- _Exercise goal_: Pick up at the line with "Scan the picture and mark every red". Write it out exactly, along with each later line through the end of the data, and nothing more.

-- Opening Marker --

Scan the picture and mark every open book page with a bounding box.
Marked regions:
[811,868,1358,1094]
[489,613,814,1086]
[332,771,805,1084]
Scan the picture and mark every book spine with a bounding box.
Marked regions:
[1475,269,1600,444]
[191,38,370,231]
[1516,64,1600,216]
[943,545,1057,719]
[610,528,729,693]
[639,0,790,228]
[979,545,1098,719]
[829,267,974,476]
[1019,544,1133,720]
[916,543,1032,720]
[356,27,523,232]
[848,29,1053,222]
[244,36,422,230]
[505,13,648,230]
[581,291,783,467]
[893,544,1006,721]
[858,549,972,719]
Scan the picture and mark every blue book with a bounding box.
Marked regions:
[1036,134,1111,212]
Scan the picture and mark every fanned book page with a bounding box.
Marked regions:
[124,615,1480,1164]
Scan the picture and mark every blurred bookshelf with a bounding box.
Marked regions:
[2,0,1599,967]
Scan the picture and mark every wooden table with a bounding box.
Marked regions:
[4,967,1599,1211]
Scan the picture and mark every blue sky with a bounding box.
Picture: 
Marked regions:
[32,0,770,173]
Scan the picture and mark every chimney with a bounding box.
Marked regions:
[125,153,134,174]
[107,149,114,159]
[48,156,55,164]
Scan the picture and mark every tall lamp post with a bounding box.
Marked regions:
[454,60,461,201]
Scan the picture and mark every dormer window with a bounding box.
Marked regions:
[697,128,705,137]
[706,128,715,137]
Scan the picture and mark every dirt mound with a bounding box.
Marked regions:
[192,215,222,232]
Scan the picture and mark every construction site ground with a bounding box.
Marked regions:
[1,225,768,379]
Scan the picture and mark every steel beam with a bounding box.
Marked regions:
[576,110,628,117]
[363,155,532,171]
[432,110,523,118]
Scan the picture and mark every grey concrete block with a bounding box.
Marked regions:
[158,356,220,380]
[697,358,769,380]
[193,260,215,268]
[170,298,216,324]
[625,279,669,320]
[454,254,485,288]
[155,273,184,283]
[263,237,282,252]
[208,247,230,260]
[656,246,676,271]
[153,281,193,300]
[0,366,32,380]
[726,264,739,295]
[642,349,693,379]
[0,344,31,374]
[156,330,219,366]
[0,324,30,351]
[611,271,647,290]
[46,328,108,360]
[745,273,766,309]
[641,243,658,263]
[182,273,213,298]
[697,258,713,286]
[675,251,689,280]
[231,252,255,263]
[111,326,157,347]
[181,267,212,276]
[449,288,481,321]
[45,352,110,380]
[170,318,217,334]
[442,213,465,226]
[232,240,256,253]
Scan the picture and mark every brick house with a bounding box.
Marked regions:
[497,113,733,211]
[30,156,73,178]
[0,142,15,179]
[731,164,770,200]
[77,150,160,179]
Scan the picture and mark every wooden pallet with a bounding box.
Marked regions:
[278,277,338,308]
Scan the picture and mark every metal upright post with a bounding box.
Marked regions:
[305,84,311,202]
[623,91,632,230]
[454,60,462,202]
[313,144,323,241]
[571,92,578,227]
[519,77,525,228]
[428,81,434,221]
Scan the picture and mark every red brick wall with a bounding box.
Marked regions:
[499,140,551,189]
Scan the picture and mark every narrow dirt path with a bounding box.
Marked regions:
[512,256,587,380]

-- Closing Marker --

- _Answer to the exercise_:
Scan the picture and mark every red brick wall with a bounding box.
Marked regions:
[499,140,551,189]
Scan the picture and mark every narrow dirt path with a bounding box.
Marked regions:
[512,256,587,380]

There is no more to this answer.